TEXT BLOCK =
++++++
Klover

• 1. Overview
• 2. Tangled File (klover.lua)
• 3. Generate Finite State machine for 2-bit rows
• 4. Operations
• 4.1. split4
• 4.2. xy2row
• 4.3. inner2
• 4.4. belongs
• 4.5. pstates
• 4.6. row2str
• 5. Generate Finite State Machine for 4-bit rows
• 6. Generate a Symbol
• 7. Demo: Proofsheet

1. Overview

(Pronounced like "clover", but with a K)

A procedurally generated system of 1-bit symbols. Suitable for large grid layouts. The hope is to make it simpler to auto-name things in this constrained interface with limited information density (letters take up too much screen space).

Klover symbols have a height of 4 bits, and variable width. Klovers, like lucky 4-leaf clovers, celebrate groups of 4. This is where the core of the name comes from.

Klover symbols use heuristics inspired by Square Kufic calligraphy to generate aesthetically pleasing symbols that are well balanced between black and white tiles. This is where Klover gets the "K".
++++++
DATA EXTRACT =
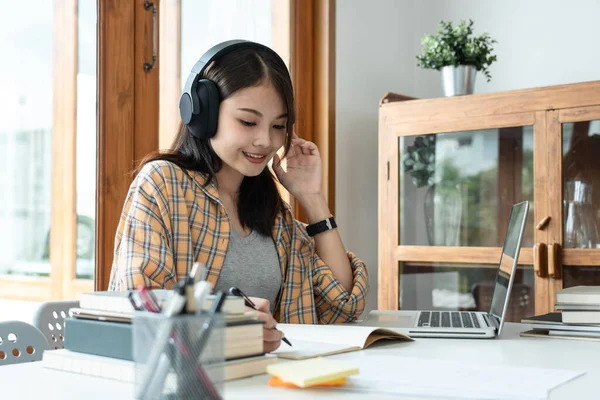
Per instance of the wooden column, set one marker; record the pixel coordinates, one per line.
(64, 215)
(127, 114)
++++++
PROBLEM 1 = In the Klover text, what style of calligraphy inspired the heuristics used to generate the symbols?
PROBLEM 2 = Please output the part of the Klover text starting with "Klover symbols have" and going on through "name comes from.".

CORRECT ANSWER 1 = Square Kufic calligraphy.

CORRECT ANSWER 2 =
Klover symbols have a height of 4 bits, and variable width. Klovers, like lucky 4-leaf clovers, celebrate groups of 4. This is where the core of the name comes from.